Your task | Lines containing the word "jeans" in the data below: say how many, with no other text.

Recorded data |
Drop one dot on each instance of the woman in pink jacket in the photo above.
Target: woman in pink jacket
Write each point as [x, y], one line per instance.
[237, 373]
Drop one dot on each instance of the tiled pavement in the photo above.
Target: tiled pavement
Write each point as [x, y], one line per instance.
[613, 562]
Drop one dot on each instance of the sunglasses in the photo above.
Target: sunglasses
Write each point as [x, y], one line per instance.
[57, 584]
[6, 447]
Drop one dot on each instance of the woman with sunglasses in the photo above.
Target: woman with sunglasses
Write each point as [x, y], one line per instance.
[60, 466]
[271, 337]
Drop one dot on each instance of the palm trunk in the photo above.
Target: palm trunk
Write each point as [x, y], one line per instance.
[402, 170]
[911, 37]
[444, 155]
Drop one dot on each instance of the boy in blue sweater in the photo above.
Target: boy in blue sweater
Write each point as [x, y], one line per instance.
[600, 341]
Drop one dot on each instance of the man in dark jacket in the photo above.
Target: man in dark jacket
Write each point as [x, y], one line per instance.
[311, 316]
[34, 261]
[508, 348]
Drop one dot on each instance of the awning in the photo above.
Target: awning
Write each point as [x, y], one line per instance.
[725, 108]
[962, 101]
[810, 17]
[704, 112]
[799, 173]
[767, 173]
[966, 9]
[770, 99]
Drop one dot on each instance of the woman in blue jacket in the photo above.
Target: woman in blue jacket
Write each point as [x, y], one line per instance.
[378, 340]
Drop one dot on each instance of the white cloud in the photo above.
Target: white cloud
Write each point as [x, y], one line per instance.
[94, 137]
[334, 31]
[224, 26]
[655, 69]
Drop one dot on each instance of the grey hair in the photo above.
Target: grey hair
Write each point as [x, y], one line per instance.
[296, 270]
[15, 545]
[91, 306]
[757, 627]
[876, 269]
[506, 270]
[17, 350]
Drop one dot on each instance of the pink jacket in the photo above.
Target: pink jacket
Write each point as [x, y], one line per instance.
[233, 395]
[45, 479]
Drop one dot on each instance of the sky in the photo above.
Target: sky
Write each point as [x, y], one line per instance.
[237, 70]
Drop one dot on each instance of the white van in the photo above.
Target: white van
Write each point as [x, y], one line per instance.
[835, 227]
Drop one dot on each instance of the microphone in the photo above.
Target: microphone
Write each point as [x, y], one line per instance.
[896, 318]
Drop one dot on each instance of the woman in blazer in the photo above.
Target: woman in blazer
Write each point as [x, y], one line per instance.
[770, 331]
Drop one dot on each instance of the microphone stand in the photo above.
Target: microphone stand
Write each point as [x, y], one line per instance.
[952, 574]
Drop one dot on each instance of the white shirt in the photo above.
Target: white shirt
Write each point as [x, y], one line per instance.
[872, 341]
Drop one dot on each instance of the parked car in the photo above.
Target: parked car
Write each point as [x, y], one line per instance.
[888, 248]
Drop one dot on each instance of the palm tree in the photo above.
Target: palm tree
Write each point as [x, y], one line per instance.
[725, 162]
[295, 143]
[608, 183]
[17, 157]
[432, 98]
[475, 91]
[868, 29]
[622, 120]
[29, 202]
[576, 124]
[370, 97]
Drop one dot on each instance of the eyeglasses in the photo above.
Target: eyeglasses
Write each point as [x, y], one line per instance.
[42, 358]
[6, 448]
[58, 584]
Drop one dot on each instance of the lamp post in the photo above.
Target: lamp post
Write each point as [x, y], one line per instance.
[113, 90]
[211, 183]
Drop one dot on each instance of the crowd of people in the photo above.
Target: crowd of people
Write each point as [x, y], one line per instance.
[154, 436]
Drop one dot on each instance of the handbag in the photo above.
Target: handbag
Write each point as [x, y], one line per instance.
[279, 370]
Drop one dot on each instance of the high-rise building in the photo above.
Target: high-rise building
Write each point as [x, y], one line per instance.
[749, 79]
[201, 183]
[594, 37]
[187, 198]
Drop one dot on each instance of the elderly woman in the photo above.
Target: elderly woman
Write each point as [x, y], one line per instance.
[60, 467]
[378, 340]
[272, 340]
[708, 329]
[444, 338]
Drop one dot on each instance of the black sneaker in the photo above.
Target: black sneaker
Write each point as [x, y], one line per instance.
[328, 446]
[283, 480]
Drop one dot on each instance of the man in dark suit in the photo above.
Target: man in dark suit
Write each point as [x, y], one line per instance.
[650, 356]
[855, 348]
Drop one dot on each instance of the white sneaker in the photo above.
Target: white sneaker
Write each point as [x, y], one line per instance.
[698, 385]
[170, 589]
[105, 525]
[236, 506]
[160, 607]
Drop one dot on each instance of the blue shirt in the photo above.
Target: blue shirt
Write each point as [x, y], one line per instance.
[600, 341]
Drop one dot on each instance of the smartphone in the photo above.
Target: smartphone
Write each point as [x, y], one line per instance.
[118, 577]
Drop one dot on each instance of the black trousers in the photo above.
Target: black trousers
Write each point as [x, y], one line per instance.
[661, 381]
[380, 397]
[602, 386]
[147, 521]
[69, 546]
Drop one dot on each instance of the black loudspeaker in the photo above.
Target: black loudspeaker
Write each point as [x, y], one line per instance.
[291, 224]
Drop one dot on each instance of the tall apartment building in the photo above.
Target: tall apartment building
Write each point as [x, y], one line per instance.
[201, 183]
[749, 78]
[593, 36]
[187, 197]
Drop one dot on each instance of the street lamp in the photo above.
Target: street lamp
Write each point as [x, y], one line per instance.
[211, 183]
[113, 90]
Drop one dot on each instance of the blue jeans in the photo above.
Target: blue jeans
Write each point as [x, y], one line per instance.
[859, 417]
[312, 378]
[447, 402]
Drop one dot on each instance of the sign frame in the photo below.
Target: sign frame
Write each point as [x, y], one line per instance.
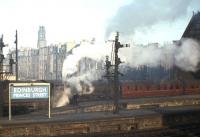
[29, 85]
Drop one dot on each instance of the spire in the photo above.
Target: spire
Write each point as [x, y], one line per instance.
[41, 37]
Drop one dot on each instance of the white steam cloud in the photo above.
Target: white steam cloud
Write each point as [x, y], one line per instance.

Response to this task | 2